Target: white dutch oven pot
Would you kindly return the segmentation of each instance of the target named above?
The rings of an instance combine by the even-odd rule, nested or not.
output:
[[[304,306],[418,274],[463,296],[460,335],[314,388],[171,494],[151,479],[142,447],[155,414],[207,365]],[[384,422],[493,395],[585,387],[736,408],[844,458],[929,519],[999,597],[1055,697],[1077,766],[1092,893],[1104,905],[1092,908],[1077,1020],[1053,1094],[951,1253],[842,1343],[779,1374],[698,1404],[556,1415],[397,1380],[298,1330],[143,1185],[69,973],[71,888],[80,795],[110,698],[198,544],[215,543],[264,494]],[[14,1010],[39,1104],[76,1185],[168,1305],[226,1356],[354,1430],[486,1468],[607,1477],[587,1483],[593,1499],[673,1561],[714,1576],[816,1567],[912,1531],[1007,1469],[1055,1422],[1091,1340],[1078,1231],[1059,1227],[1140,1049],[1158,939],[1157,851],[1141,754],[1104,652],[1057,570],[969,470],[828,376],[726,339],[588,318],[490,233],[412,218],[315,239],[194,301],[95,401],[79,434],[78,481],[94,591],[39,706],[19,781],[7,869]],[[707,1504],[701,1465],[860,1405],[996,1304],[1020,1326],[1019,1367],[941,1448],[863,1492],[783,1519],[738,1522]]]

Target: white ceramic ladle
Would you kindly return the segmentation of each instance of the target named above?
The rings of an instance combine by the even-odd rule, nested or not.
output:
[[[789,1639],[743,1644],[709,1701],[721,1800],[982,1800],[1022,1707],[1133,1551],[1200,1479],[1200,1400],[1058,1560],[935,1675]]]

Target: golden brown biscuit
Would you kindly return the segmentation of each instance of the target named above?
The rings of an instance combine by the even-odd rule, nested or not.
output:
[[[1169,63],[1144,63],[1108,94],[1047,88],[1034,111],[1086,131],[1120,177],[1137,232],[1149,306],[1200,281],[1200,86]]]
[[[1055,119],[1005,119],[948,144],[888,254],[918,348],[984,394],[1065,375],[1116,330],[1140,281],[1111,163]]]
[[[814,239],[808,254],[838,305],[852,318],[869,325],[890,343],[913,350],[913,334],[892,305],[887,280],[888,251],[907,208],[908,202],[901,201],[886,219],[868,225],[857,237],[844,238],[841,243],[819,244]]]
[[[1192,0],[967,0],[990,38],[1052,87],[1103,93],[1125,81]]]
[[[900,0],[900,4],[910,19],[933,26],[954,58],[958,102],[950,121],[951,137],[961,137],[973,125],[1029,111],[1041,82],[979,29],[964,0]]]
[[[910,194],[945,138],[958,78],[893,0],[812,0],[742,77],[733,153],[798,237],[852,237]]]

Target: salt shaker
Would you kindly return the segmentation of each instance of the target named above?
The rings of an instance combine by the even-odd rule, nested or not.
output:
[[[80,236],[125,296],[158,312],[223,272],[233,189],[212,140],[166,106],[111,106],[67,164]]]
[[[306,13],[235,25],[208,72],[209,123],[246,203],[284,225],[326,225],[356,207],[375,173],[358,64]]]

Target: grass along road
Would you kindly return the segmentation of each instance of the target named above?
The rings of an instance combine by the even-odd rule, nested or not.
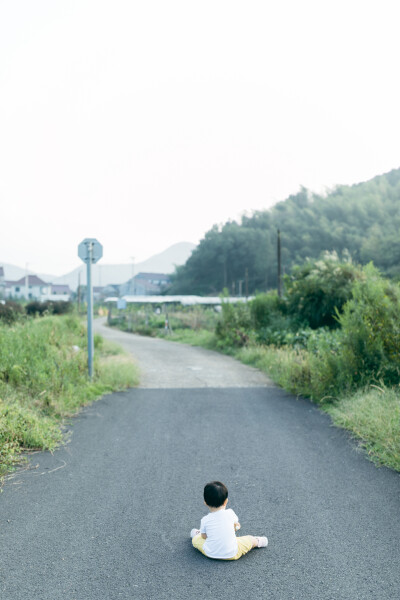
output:
[[[82,406],[137,385],[132,357],[99,336],[90,380],[86,339],[85,326],[72,316],[0,325],[0,478],[24,450],[53,450],[65,419]]]

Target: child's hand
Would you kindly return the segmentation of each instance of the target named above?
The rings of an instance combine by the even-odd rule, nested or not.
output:
[[[239,529],[240,529],[240,523],[235,523],[234,524],[234,528],[235,528],[235,531],[239,531]]]

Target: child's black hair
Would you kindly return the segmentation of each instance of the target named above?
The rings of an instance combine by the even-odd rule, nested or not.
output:
[[[228,497],[227,487],[220,481],[211,481],[204,487],[204,501],[207,506],[219,508]]]

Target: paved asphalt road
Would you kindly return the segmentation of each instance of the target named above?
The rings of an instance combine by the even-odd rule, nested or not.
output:
[[[184,354],[201,373],[189,367],[203,353]],[[69,444],[4,486],[1,600],[400,597],[399,475],[309,402],[252,376],[241,387],[241,365],[212,358],[234,387],[205,374],[185,387],[182,373],[175,388],[155,378],[105,396],[73,420]],[[241,534],[268,548],[222,562],[191,547],[211,479],[227,484]]]

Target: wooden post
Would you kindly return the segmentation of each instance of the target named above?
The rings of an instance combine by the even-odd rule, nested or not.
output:
[[[281,232],[278,229],[278,296],[282,297]]]

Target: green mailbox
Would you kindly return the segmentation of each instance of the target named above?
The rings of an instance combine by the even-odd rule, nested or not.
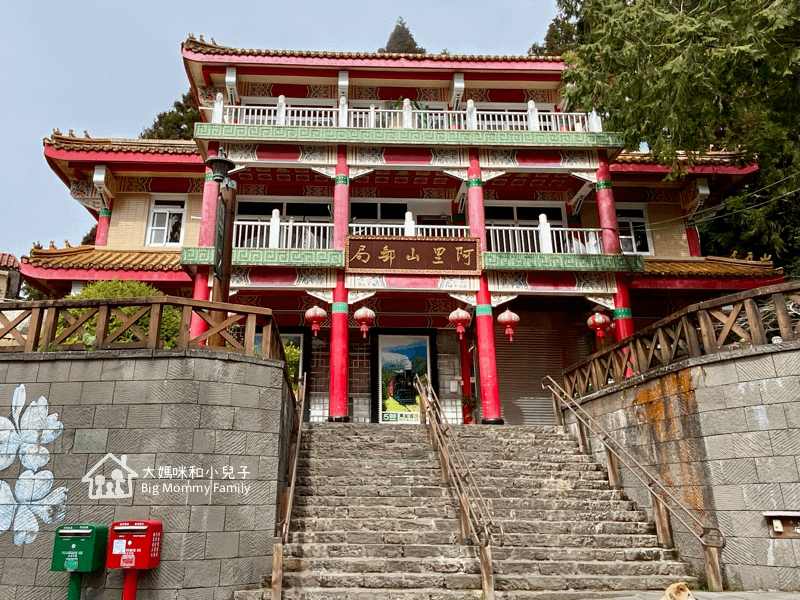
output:
[[[51,571],[89,573],[106,566],[108,526],[76,523],[56,529]]]

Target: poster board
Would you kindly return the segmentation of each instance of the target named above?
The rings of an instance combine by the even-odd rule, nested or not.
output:
[[[419,396],[414,375],[430,373],[430,337],[378,336],[380,423],[419,423]]]

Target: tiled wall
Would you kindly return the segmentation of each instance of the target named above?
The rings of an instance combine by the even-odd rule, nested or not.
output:
[[[722,530],[727,586],[800,589],[800,540],[771,538],[763,515],[800,506],[800,344],[687,361],[583,406]],[[597,440],[593,448],[605,461]],[[647,489],[624,469],[622,476],[629,495],[649,507]],[[673,526],[681,557],[702,573],[699,544],[674,520]]]

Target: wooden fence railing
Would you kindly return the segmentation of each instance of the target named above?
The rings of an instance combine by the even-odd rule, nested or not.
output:
[[[687,358],[767,344],[774,336],[796,341],[798,292],[794,281],[692,304],[572,365],[564,387],[571,398],[585,396]]]
[[[267,308],[174,296],[0,302],[0,352],[129,348],[218,350],[285,360]]]

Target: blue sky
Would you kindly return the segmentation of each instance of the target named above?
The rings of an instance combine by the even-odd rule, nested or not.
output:
[[[402,16],[428,52],[525,54],[555,11],[555,0],[4,2],[0,252],[80,242],[94,220],[45,163],[42,138],[53,128],[138,137],[188,89],[180,44],[189,33],[233,47],[366,52]]]

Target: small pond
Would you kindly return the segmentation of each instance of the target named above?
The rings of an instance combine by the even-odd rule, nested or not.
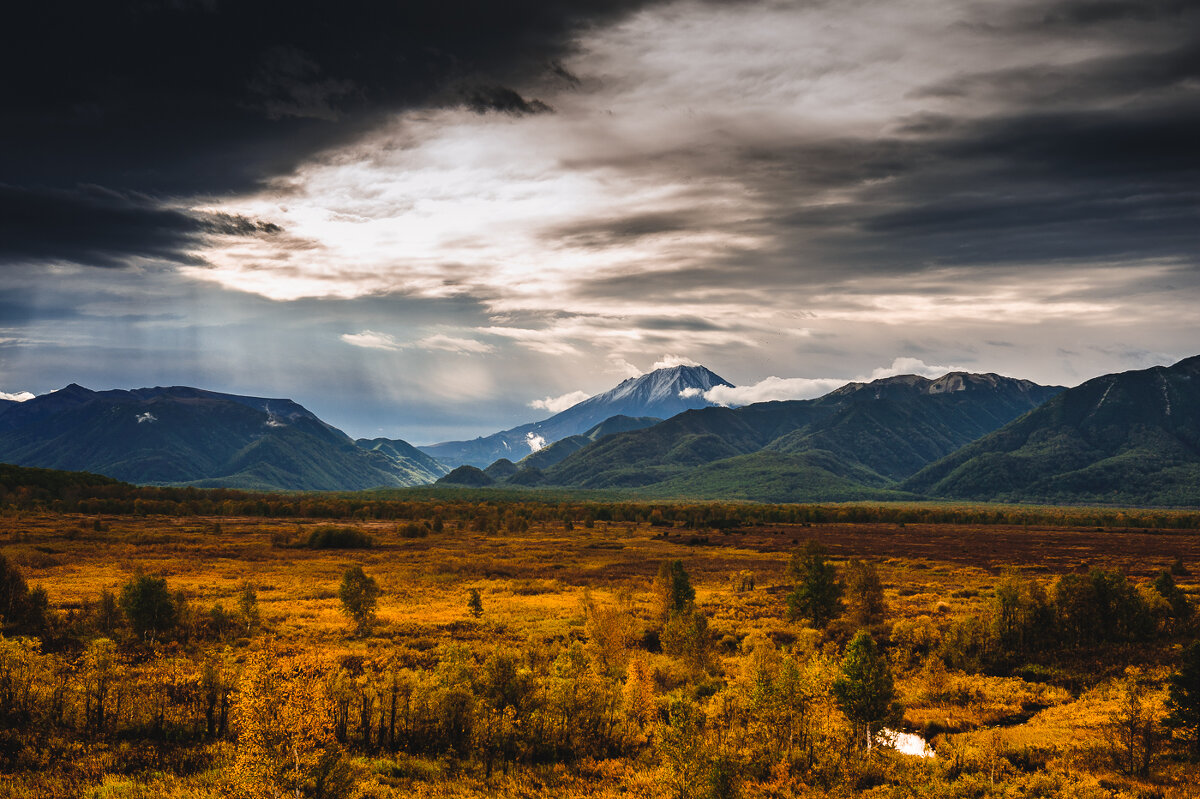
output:
[[[916,757],[933,757],[933,750],[920,735],[914,732],[898,732],[896,730],[880,730],[880,737],[890,741],[897,752]]]

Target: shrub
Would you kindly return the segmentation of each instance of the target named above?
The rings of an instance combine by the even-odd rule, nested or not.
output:
[[[170,632],[178,621],[179,609],[162,577],[150,577],[139,571],[125,583],[117,604],[134,635],[150,642]]]
[[[401,538],[424,538],[427,535],[429,535],[429,529],[416,522],[409,522],[400,528]]]
[[[322,524],[308,534],[305,546],[309,549],[370,549],[374,541],[357,527],[338,527]]]

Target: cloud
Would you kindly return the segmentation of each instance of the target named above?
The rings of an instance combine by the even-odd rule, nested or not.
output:
[[[255,96],[253,105],[272,120],[336,121],[341,117],[339,104],[362,95],[354,81],[324,76],[321,67],[295,45],[279,45],[263,53],[247,87]]]
[[[102,186],[24,188],[0,183],[0,264],[71,262],[123,267],[153,259],[198,264],[214,241],[271,238],[269,222],[164,206]],[[269,246],[275,246],[272,243]]]
[[[650,367],[653,372],[656,369],[670,369],[675,366],[699,366],[700,364],[693,361],[691,358],[686,358],[682,355],[664,355],[661,359],[654,362]]]
[[[153,423],[153,422],[158,421],[158,417],[155,416],[154,414],[150,413],[150,411],[146,411],[145,413],[139,413],[135,418],[137,419],[138,424],[144,424],[146,422]]]
[[[869,383],[896,375],[915,374],[922,377],[941,377],[947,372],[963,371],[954,366],[930,366],[919,358],[899,357],[890,366],[871,371],[866,377],[845,380],[837,377],[775,377],[771,376],[749,386],[713,386],[703,393],[709,402],[717,405],[739,406],[755,402],[814,399],[841,388],[847,383]],[[694,393],[687,393],[692,391]],[[680,396],[700,396],[695,389],[685,389]]]
[[[26,402],[33,399],[34,395],[28,391],[16,391],[9,393],[0,391],[0,400],[8,400],[9,402]]]
[[[434,333],[411,342],[397,341],[395,336],[387,333],[377,333],[374,330],[364,330],[361,333],[343,333],[342,341],[355,347],[372,350],[387,350],[398,352],[404,349],[440,350],[459,355],[482,355],[495,351],[495,347],[476,341],[472,338],[457,338],[445,333]]]
[[[465,437],[662,353],[766,398],[1200,336],[1194,2],[42,6],[0,51],[12,385],[303,375]]]
[[[507,86],[468,86],[461,90],[464,103],[476,114],[497,111],[503,114],[544,114],[553,111],[541,100],[526,100]]]
[[[587,393],[586,391],[570,391],[558,397],[546,397],[544,399],[533,400],[529,403],[529,407],[540,408],[541,410],[550,411],[551,413],[559,413],[560,411],[565,411],[567,408],[570,408],[573,405],[578,405],[590,396],[591,394]]]
[[[476,341],[473,338],[456,338],[455,336],[447,336],[444,333],[435,333],[432,336],[426,336],[425,338],[414,343],[412,346],[423,350],[456,352],[460,355],[483,355],[496,351],[496,348],[491,344],[485,344],[484,342]]]
[[[941,377],[947,372],[966,371],[961,366],[931,366],[920,358],[900,357],[892,361],[891,366],[882,366],[871,371],[869,378],[857,379],[854,382],[868,383],[872,380],[882,380],[896,375],[920,375],[921,377]]]
[[[262,3],[25,4],[5,19],[21,36],[0,49],[0,71],[22,76],[5,86],[5,118],[19,124],[0,126],[0,175],[27,190],[111,186],[157,198],[159,210],[170,205],[161,198],[251,191],[391,114],[460,104],[458,85],[480,87],[473,105],[540,110],[502,87],[569,74],[560,61],[581,31],[642,5],[356,1],[332,14],[297,0],[281,24]],[[122,262],[150,244],[121,238],[132,250],[113,250],[105,212],[79,212],[72,233],[81,252]],[[0,261],[10,243],[0,235]]]
[[[560,328],[553,326],[538,329],[493,325],[491,327],[481,327],[479,328],[479,332],[515,341],[522,347],[545,355],[580,354],[579,349],[569,340],[569,337],[564,335]]]
[[[704,398],[717,405],[751,405],[755,402],[812,399],[846,385],[838,378],[767,377],[750,386],[713,386]]]
[[[396,341],[396,339],[387,333],[376,333],[374,330],[364,330],[361,333],[343,333],[341,339],[347,344],[369,350],[389,350],[394,352],[404,349],[403,344]]]
[[[610,355],[608,356],[608,371],[616,372],[625,378],[641,377],[643,372],[624,358]]]
[[[537,452],[542,447],[546,446],[544,436],[539,436],[537,433],[529,432],[525,434],[525,443],[529,445],[532,452]]]

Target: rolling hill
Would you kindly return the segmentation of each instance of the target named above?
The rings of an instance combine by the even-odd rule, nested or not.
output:
[[[1200,504],[1200,356],[1104,375],[913,475],[930,496]]]

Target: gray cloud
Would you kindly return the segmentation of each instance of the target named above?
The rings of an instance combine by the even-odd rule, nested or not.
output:
[[[155,74],[65,33],[107,84],[49,67],[3,90],[0,202],[37,211],[0,236],[0,337],[43,342],[5,348],[5,384],[259,381],[430,441],[663,352],[744,385],[904,356],[1066,383],[1192,354],[1195,4],[564,5],[364,32],[301,4],[278,35],[257,6],[244,29],[148,6],[114,41],[198,31],[178,55],[144,37]],[[226,61],[185,63],[222,36]],[[179,271],[18,269],[146,260]],[[147,302],[182,310],[135,320]],[[340,338],[363,331],[442,349]],[[447,352],[468,341],[487,357]]]
[[[0,264],[70,261],[121,267],[134,258],[196,263],[206,236],[279,233],[278,226],[224,213],[164,207],[100,186],[27,189],[0,184]]]
[[[464,80],[478,86],[474,106],[542,110],[507,87],[549,73],[581,28],[642,5],[21,3],[6,10],[0,33],[0,175],[30,192],[80,183],[122,197],[246,191],[398,110],[458,102],[453,87]],[[121,210],[97,198],[77,206],[77,243],[65,256],[120,263],[103,228]],[[129,254],[178,260],[164,225],[147,223],[144,241],[127,240]],[[88,230],[93,243],[82,240]],[[25,255],[7,244],[0,237],[0,257]]]

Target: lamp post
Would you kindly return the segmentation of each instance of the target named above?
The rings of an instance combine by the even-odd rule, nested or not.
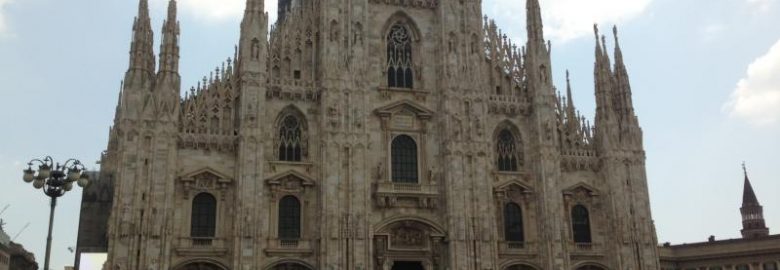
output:
[[[32,166],[38,165],[38,170],[33,170]],[[27,163],[27,169],[24,170],[22,179],[25,183],[32,183],[35,189],[43,189],[43,194],[49,196],[51,201],[51,210],[49,210],[49,235],[46,237],[46,257],[43,261],[43,269],[49,270],[49,255],[51,254],[51,229],[54,223],[54,207],[57,205],[57,198],[65,195],[65,192],[73,189],[73,182],[80,187],[89,184],[89,176],[85,171],[84,164],[76,159],[68,159],[65,163],[54,163],[54,159],[49,156],[43,159],[33,159]]]

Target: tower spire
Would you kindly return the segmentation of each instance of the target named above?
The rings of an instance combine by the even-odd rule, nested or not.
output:
[[[129,70],[154,72],[154,34],[149,18],[149,1],[139,0],[138,16],[133,22],[133,41],[130,45]]]
[[[742,171],[745,174],[745,183],[742,190],[742,238],[759,238],[769,235],[769,228],[764,221],[764,208],[758,203],[753,185],[748,178],[747,167],[742,162]]]
[[[160,73],[179,73],[179,22],[176,19],[176,0],[168,1],[168,17],[163,22]]]
[[[541,7],[539,7],[539,0],[527,0],[525,10],[526,30],[528,31],[528,49],[544,49],[544,27],[542,24],[542,10]]]
[[[618,102],[619,113],[626,119],[634,118],[634,105],[631,98],[631,83],[628,79],[628,70],[623,62],[623,51],[620,49],[617,26],[612,28],[615,37],[615,95]]]
[[[238,72],[261,72],[265,69],[268,16],[263,0],[247,0],[241,21],[236,68]]]

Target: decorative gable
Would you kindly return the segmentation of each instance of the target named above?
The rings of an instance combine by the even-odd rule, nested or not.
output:
[[[433,116],[433,111],[411,100],[399,100],[374,110],[374,113],[382,118],[389,118],[395,114],[414,115],[420,120],[428,120]]]
[[[187,191],[222,190],[233,182],[233,179],[212,168],[206,167],[179,177]]]
[[[599,192],[593,186],[588,185],[584,182],[580,182],[570,188],[565,189],[563,191],[563,196],[579,197],[579,198],[596,197],[599,196]]]
[[[302,193],[316,182],[308,175],[289,170],[265,179],[265,184],[271,187],[272,193]]]

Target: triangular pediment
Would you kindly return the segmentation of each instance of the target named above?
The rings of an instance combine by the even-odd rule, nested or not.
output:
[[[516,191],[522,191],[523,193],[532,193],[531,187],[526,186],[525,184],[521,183],[517,180],[511,180],[506,181],[498,186],[495,187],[496,191],[509,191],[509,190],[516,190]]]
[[[374,113],[381,117],[389,117],[396,113],[411,113],[420,119],[429,119],[433,116],[433,111],[425,106],[415,103],[411,100],[399,100],[374,110]]]
[[[211,167],[204,167],[192,172],[189,172],[187,174],[182,175],[181,178],[183,181],[193,181],[195,178],[201,178],[201,177],[212,177],[217,179],[218,182],[232,182],[233,179],[229,176],[227,176],[224,173],[221,173]]]
[[[563,190],[564,195],[584,194],[588,196],[598,196],[599,191],[595,187],[588,185],[587,183],[580,182]]]
[[[303,186],[313,186],[315,183],[314,178],[295,170],[289,170],[283,173],[276,174],[274,176],[266,178],[265,182],[269,185],[281,185],[285,181],[290,181],[290,180],[298,180],[300,181],[300,184]]]

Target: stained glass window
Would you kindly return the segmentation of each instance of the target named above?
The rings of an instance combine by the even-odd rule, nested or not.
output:
[[[507,129],[501,130],[498,133],[498,141],[496,143],[496,154],[498,155],[498,170],[515,172],[521,162],[520,146],[515,140],[515,136],[512,135]]]
[[[395,24],[387,34],[387,86],[412,88],[412,37],[403,24]]]
[[[279,127],[279,160],[301,161],[303,152],[303,129],[300,120],[288,115]]]

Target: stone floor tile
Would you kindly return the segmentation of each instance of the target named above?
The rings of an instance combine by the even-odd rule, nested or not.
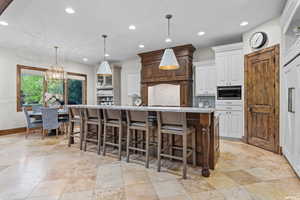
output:
[[[224,172],[224,174],[226,174],[229,178],[234,180],[239,185],[248,185],[261,182],[260,179],[256,178],[255,176],[249,174],[244,170]]]
[[[127,185],[125,187],[127,200],[159,200],[152,184]]]
[[[222,172],[212,173],[206,181],[216,189],[232,188],[238,186],[238,183],[233,181]]]
[[[93,190],[63,193],[59,200],[95,200]]]
[[[207,192],[200,193],[191,193],[189,195],[192,200],[226,200],[225,196],[217,190],[210,190]]]
[[[126,200],[125,189],[106,188],[105,190],[95,191],[95,200]]]
[[[183,186],[178,181],[157,182],[153,186],[159,198],[186,194]]]
[[[34,191],[30,194],[32,197],[42,197],[42,196],[57,196],[61,195],[66,187],[67,180],[56,180],[56,181],[45,181],[37,185]]]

· · ·

* _WHAT TO DO_: Please copy each line of the records above that holds the word "child".

* _ANSWER FOR THE TASK_:
Target: child's hand
Target: child's black hair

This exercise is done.